Israeli dancer and choreographer

Yehudit Arnon (יהודית ארנון; 15 October 1926 – 17 August 2013) was an Israeli dancer and choreographer.

== Biography ==
Yehudit Arnon was born on 15 October 1926 in Komárno, Czechoslovakia to Ludwig Schischa-Halevy and Elisabeth (Betty) Hoffmann. On 11 June 1944 Arnon and her parents were sent to Auschwitz. Upon arriving, she requested to stay with her sickly mother but instead was sent with the other young people to the Birkenau camp while her mother was sent to the gas chambers. She escaped the concentration camp in May 1945 when the Red Army arrived. After escaping, she reached Budapest and began teaching dance. There, she met Yedidya Ahronfeld, whom she married on 16 June 1946. The couple moved to Palestine in 1948, settling in Kibbutz Ga’aton, Israel where she lived until her death.
####################
> Exercise 1:
Answer these questions about the Yehudit Arnon passage:
(a) In what town and country was Arnon born?
(b) On what date did she marry Yedidya Ahronfeld?
(c) In which kibbutz did the couple settle?
> Exercise 2: Write a continuation of the Yehudit Arnon passage, starting after its final sentence.

[Point localization data]
####################
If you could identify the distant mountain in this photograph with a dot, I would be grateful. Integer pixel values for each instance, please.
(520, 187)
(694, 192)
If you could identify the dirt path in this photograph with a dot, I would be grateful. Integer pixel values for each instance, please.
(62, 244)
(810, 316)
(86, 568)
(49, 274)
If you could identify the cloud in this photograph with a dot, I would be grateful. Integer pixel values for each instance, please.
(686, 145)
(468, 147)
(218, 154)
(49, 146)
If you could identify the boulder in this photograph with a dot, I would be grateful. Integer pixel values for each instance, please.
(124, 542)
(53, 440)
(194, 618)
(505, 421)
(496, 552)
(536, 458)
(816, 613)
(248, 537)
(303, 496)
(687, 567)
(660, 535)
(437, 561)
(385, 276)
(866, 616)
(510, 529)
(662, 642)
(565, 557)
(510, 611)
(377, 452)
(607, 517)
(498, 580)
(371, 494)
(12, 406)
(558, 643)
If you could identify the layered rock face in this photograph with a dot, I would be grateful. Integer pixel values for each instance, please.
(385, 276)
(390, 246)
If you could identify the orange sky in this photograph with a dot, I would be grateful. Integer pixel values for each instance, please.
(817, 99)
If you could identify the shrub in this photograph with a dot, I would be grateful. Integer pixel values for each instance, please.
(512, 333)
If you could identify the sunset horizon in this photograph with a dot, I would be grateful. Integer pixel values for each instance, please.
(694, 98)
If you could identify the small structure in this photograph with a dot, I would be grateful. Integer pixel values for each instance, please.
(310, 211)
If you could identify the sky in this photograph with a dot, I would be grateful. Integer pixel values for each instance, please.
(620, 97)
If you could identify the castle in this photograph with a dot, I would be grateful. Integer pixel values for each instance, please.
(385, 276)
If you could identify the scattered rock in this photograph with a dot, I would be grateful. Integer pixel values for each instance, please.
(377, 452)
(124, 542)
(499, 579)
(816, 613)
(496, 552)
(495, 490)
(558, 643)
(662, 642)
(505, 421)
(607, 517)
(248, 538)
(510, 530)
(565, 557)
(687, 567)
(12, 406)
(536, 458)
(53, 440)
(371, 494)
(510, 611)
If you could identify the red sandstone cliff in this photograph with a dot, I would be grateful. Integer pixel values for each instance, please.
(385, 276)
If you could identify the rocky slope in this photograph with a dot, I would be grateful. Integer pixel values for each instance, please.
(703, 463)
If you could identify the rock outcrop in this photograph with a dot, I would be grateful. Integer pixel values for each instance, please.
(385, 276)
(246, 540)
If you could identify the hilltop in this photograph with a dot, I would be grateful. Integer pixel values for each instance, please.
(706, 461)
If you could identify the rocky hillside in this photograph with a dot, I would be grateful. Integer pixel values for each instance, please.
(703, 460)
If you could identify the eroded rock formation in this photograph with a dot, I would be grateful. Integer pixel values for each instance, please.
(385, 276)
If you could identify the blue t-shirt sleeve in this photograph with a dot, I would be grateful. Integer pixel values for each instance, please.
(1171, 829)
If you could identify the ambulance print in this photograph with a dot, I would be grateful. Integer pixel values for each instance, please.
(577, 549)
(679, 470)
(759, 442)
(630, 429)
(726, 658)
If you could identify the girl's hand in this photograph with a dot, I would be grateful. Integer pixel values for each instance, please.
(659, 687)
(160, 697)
####################
> Final answer 1:
(a) Komárno, Czechoslovakia
(b) 16 June 1946
(c) Kibbutz Ga’aton

> Final answer 2:
Arnon established the Kibbutz Contemporary Dance Company (KCDC) in 1970. She served as the artistic director and CEO until 1996. "In June 1997, Arnon received the Distinguished Artist Award of the International Society for the Performing Arts in recognition of her extraordinary contributions of creative talent and inspiration to the world of dance". Arnon was awarded the Israel Prize in 1998 which is Israel's highest award for her achievements in education and the performing arts during her lifetime.

Yehudit Arnon died on 17 August 2013, at 87 years of age.